WHAT THE TASK ASKS: Reproduce every line of the listing below word for word, without changing anything.

___ DATASET RECORDS ___

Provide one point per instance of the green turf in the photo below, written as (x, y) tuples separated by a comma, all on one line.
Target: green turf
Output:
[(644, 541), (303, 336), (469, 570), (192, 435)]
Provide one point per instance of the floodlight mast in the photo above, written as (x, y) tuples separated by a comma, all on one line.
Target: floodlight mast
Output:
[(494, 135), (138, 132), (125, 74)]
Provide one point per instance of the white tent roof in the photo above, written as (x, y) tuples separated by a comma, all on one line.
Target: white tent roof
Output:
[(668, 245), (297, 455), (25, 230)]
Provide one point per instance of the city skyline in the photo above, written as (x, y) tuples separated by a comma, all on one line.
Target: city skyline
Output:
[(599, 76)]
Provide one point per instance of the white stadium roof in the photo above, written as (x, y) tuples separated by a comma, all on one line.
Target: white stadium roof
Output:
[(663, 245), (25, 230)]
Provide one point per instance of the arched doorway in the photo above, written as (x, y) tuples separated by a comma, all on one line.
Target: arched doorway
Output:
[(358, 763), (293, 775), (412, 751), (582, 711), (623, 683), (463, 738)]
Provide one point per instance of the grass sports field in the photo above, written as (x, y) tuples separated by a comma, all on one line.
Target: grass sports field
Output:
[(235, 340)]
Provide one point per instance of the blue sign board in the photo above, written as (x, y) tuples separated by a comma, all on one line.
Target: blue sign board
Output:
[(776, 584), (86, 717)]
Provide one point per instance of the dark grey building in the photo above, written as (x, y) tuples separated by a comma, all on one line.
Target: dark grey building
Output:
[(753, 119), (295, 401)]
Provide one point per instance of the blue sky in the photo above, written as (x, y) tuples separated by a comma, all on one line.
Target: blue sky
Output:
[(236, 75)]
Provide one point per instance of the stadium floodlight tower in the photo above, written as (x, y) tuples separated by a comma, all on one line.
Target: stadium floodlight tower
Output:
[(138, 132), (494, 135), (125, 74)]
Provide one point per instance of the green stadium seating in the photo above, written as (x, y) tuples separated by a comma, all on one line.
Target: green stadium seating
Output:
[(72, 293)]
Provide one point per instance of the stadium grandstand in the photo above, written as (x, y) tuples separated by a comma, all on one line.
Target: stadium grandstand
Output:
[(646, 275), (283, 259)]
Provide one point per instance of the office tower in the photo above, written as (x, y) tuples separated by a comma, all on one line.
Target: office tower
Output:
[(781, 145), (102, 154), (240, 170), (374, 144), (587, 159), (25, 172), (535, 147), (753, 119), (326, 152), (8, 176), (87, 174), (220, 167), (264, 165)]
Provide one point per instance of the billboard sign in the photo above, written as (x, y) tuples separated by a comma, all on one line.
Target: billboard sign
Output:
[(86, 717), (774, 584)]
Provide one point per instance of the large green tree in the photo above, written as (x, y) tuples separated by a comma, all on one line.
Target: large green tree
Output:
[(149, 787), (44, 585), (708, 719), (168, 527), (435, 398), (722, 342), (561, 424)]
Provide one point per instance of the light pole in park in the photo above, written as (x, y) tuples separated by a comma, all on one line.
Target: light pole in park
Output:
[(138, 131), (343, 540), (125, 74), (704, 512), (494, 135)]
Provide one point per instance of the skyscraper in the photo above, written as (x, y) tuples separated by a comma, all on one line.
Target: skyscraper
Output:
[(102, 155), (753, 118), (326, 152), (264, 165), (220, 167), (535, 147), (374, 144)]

___

REPLY TO THE EXERCISE:
Provide one point per instance of the green turf in the photo below, written as (x, y) tuples separated by a comma, all on one line.
Target: green turf
Output:
[(644, 541), (303, 336), (469, 570), (192, 435)]
Provide one point per instance of the floodlight mast in the photo above, written as (x, y) tuples separated by a comma, all on one line.
Target: floodlight mast
Output:
[(494, 135), (138, 132), (125, 74)]
Provide one point per instance of the white tent roof in the photo above, written as (x, y) tuples separated by a comma, all on one line.
Target: white tent roof
Output:
[(668, 245), (297, 455), (25, 230)]
Provide one point per instance of the city skyline in the photo above, written as (x, y) tuples separated by a comma, all on one line.
Target: city skyline
Output:
[(599, 76)]
Provide one point per instance of the white stadium roof in the photo above, written as (x, y) tuples separated by a comma, all on one line.
Target: white stadium roof
Output:
[(663, 245), (25, 230)]
Provide one point per instance of the arched doorway in the photo above, written as (x, y) tuples separated by a comma, all on one line.
Target: arched doorway
Output:
[(358, 763), (293, 775), (412, 751), (582, 711), (623, 683), (463, 738)]
Provide one point per instance of the grass sports field in the photo above, written as (x, y) tuples separated by a comma, all on one line.
Target: grass sports field
Output:
[(235, 340)]
Provide one point per instance of the blue sign board in the photo above, written as (x, y) tuples separated by a comma, all on one line.
Target: blue sign board
Output:
[(776, 584), (86, 717)]
Provide one point per instance of the dark grey building in the photo above, written as (x, y) tuples separated by a comma, all on one line.
Target: dark grey building
Output:
[(753, 119), (295, 401)]
Provide one point per instance of the blue sky in the photo above, written as (x, y) tuples separated by a comma, all on one line.
Target: blue sky
Output:
[(236, 75)]
Provide one point per instance of the stadium floodlight tower in the photo above, written as (x, y) tuples separated by a comma, all on one line.
Target: stadium floodlight tower
Output:
[(138, 132), (494, 135), (125, 74)]
Provide one point per instance of the green stadium seating in the photo above, written as (x, y) tuples separated by a comma, all on one line.
Target: green stadium seating
Output:
[(72, 293)]
Provide one point per instance of the stadium grandstand in the photo above, written as (x, y) tuples separated by a comma, all on one line.
Target: stadium grandstand
Output:
[(646, 275), (283, 259)]
Provide one point per instance of the office tower in the photo above, written as (x, y) tuples separated by a comma, all on one line.
Target: office tower
Output:
[(781, 145), (102, 154), (240, 170), (374, 144), (587, 159), (25, 172), (535, 147), (753, 119), (326, 152), (8, 176), (87, 174), (220, 167), (264, 165)]
Provide one point per instance of the billboard sign in the photo above, written as (x, y) tuples separated by a comma, all on one line.
Target: billboard sign
Output:
[(86, 717), (774, 584)]
Provide one point per instance of the large green tree in the photo above, written as (x, y) tuples separated by a comma, all on one line.
Target: large green tree
Output:
[(149, 787), (44, 585), (708, 719), (168, 527), (435, 398), (722, 342), (561, 424)]
Provide one point per instance of the light pole in park in the photo above, written as (x, y) tuples separated by a comma, all on one line.
Target: light pole in park
Output:
[(138, 131), (343, 540), (125, 74), (704, 512), (494, 135)]
Provide one point per instance of the skyscraper in the photo above, written as (x, y) tuples separated by a comma, all on one line.
Target: skyscraper
Output:
[(102, 155), (753, 118), (326, 152), (264, 165), (220, 167), (535, 147), (374, 144)]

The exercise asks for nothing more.